Document excerpt>
Creates Bonac Beach Party

  |   1 Comment

Prudence Carabine with her husband Brian at their home in East Hampton. Carabine views her candidacy as a referendum against the local political parties and is confident of an upset this November. Photos by Aaron Boyd

East Hampton - Prudence Carabine has met with several stumbling blocks in her bid for a seat on the East Hampton Town Board this year, yet she is continuing to persevere and still believes victory is at hand.

Bonacker born and bred, Carabine decided to run for office last spring in the wake of the current administration's fiscal mismanagement and an overall lack of transparency in town government that has been cultivated over the years. After being rejected by the Republican, Democratic and Independence Party committees in town, Carabine took it upon herself to create her own Bonac Beach Party.

"The Republicans thanked me very much and said 'good luck,' but I wasn't Republican enough, though I am a fiscal conservative," Carabine explained during an interview in early September, "And then the Democrats liked most of what I said, but found that I was too much of a Bonacker." Carabine also met with Elaine Jones of the Independence Party, however she "thought I might not be able to win against the [party] machines," according to Carabine. "I saw myself as a logical fulcrum," she reasoned, "as an independent for the two extreme attitudes."

Carabine's petition to include her Bonac Beach Party on the Nov. 3 ballot was rejected by a New York judge, prompting her to begin a write-in campaign for town council.

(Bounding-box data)
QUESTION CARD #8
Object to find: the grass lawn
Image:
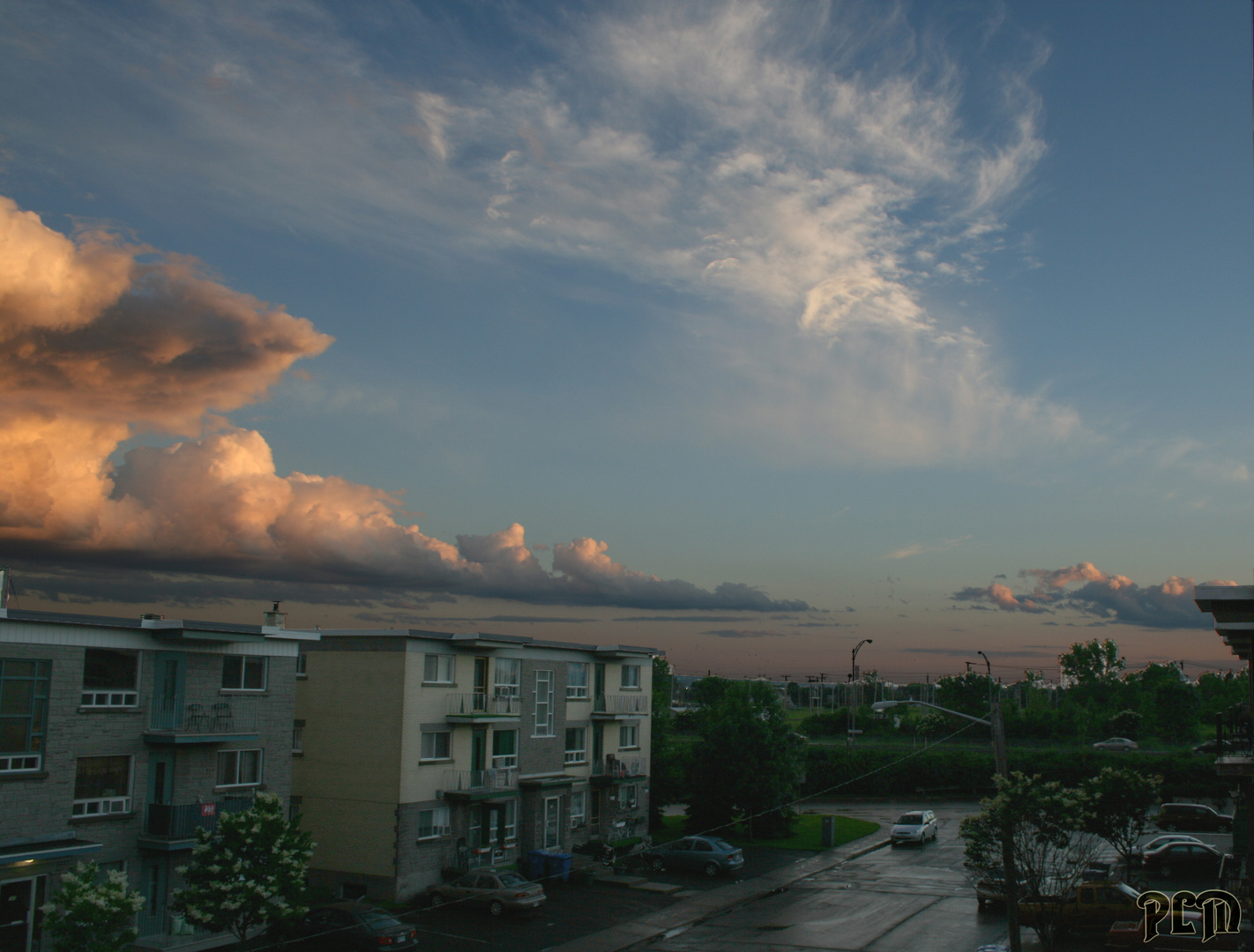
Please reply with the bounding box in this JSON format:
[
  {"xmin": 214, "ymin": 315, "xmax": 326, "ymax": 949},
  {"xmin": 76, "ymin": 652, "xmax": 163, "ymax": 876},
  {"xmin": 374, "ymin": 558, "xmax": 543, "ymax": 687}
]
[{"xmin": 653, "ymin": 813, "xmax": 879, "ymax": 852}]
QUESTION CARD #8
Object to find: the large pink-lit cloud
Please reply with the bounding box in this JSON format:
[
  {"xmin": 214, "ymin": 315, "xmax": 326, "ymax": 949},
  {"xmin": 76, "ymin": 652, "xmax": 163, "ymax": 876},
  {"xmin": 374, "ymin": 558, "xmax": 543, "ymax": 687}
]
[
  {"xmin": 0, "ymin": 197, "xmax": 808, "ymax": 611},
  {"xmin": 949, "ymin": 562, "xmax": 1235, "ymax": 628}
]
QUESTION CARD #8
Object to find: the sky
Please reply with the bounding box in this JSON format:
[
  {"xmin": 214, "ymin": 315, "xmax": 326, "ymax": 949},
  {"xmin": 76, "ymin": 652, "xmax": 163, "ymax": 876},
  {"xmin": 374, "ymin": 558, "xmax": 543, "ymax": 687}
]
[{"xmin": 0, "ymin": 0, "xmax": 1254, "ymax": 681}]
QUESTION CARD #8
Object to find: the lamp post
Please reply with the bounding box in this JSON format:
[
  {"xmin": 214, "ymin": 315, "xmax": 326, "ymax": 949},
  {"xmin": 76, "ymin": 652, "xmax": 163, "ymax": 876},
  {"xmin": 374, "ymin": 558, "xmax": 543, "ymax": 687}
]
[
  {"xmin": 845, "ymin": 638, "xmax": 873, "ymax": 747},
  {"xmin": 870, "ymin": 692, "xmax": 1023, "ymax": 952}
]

Your task>
Reproduce the article above about Prudence Carabine's Bonac Beach Party in full, word for word.

Correct result>
Creates Bonac Beach Party

  |   1 Comment

Prudence Carabine with her husband Brian at their home in East Hampton. Carabine views her candidacy as a referendum against the local political parties and is confident of an upset this November. Photos by Aaron Boyd

East Hampton - Prudence Carabine has met with several stumbling blocks in her bid for a seat on the East Hampton Town Board this year, yet she is continuing to persevere and still believes victory is at hand.

Bonacker born and bred, Carabine decided to run for office last spring in the wake of the current administration's fiscal mismanagement and an overall lack of transparency in town government that has been cultivated over the years. After being rejected by the Republican, Democratic and Independence Party committees in town, Carabine took it upon herself to create her own Bonac Beach Party.

"The Republicans thanked me very much and said 'good luck,' but I wasn't Republican enough, though I am a fiscal conservative," Carabine explained during an interview in early September, "And then the Democrats liked most of what I said, but found that I was too much of a Bonacker." Carabine also met with Elaine Jones of the Independence Party, however she "thought I might not be able to win against the [party] machines," according to Carabine. "I saw myself as a logical fulcrum," she reasoned, "as an independent for the two extreme attitudes."

Carabine's petition to include her Bonac Beach Party on the Nov. 3 ballot was rejected by a New York judge, prompting her to begin a write-in campaign for town council.